— Directions for this task —
Count the lines in the listing below that contain the word "blue", with case counting, and please reply with only the number.

━━━━━ Material provided ━━━━━

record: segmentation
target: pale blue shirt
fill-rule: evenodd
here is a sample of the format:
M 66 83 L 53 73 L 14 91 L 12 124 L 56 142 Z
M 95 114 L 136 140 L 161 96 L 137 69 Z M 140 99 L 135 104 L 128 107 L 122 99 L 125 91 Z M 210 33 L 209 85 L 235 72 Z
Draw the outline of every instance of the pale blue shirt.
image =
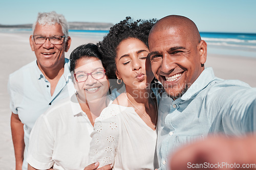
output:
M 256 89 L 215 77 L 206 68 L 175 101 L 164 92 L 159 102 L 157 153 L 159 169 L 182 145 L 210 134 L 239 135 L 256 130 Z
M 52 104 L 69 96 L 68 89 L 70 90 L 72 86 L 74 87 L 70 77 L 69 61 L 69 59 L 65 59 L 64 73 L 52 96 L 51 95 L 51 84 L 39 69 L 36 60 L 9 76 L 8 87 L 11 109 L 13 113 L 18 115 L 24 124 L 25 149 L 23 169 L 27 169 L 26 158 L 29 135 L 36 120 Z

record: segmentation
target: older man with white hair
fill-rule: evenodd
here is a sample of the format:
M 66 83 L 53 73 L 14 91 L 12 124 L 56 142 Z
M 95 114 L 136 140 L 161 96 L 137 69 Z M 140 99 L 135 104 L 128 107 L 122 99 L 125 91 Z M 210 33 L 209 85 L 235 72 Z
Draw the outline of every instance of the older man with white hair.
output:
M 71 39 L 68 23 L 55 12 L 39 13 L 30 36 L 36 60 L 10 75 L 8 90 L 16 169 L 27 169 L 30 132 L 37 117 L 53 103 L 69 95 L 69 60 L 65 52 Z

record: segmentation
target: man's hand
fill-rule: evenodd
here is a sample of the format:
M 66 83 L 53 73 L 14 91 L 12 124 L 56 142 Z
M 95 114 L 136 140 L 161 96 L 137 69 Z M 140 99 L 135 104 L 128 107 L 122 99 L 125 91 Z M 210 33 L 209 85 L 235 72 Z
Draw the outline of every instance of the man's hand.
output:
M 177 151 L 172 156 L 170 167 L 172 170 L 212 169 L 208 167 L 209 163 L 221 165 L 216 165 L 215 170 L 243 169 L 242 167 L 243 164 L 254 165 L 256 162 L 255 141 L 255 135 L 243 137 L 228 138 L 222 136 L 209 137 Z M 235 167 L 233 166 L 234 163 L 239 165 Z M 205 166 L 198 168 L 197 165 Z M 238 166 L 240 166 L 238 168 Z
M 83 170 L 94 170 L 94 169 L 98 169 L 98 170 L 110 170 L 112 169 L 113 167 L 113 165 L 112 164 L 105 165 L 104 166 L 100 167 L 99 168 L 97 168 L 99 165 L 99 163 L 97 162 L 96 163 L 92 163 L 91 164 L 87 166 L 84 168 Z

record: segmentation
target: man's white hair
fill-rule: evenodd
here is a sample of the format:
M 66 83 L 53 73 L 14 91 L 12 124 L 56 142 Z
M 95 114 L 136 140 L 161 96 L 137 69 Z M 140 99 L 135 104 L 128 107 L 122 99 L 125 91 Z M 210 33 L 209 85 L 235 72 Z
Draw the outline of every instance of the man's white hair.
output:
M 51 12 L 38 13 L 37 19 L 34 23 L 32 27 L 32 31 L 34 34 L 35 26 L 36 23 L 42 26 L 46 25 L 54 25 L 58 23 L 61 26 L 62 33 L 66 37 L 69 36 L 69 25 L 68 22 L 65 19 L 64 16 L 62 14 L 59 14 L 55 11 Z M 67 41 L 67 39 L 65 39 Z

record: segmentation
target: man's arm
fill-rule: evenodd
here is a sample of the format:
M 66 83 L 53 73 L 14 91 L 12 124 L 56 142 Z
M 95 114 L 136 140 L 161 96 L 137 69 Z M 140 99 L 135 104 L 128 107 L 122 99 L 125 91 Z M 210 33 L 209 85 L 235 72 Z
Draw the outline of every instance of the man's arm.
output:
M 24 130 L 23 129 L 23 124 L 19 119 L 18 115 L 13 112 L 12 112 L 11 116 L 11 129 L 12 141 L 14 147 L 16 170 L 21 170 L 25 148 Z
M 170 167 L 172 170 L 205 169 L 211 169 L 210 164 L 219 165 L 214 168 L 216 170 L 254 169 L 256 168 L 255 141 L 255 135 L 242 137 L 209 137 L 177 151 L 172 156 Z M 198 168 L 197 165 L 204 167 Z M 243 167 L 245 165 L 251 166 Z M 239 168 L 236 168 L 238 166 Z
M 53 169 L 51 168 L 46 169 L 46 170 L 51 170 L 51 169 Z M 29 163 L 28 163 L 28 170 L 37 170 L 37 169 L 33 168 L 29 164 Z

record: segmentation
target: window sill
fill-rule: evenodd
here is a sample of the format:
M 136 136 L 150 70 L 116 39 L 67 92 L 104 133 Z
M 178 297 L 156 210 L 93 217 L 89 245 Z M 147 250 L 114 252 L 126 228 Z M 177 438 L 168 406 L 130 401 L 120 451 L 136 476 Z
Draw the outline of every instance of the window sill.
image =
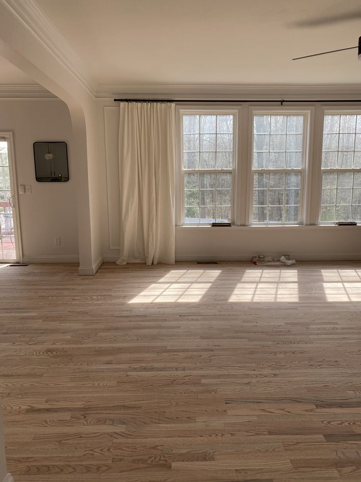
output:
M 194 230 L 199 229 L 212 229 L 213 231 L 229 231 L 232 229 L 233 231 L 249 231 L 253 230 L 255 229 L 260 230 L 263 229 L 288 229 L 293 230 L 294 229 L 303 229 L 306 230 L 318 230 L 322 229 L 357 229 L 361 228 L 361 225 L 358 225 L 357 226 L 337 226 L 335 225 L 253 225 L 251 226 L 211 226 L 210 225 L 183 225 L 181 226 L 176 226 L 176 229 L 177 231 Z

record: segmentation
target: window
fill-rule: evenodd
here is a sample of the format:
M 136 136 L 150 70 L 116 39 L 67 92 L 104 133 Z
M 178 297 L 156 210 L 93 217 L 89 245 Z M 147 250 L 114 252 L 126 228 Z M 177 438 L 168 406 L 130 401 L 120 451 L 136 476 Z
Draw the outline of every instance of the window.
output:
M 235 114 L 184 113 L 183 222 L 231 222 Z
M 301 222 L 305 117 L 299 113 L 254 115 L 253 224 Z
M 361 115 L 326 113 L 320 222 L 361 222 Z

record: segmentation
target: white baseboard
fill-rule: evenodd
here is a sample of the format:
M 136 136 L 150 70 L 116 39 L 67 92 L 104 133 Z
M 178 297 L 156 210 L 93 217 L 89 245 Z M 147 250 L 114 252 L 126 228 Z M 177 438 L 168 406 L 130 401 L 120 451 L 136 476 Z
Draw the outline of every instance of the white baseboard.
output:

━━━━━

— Response to the task —
2